**Exercise**
Replace "raised arm" with "lifted hand" everywhere it occurs in the items, changing nothing else.

[Records]
++++++

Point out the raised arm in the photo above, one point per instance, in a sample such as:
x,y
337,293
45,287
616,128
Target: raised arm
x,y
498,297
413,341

++++++

**Answer for this exercise**
Point out the lifted hand in the photo above, one point per instance, in a sample such as:
x,y
337,293
45,287
616,128
Target: lifted hand
x,y
498,297
413,341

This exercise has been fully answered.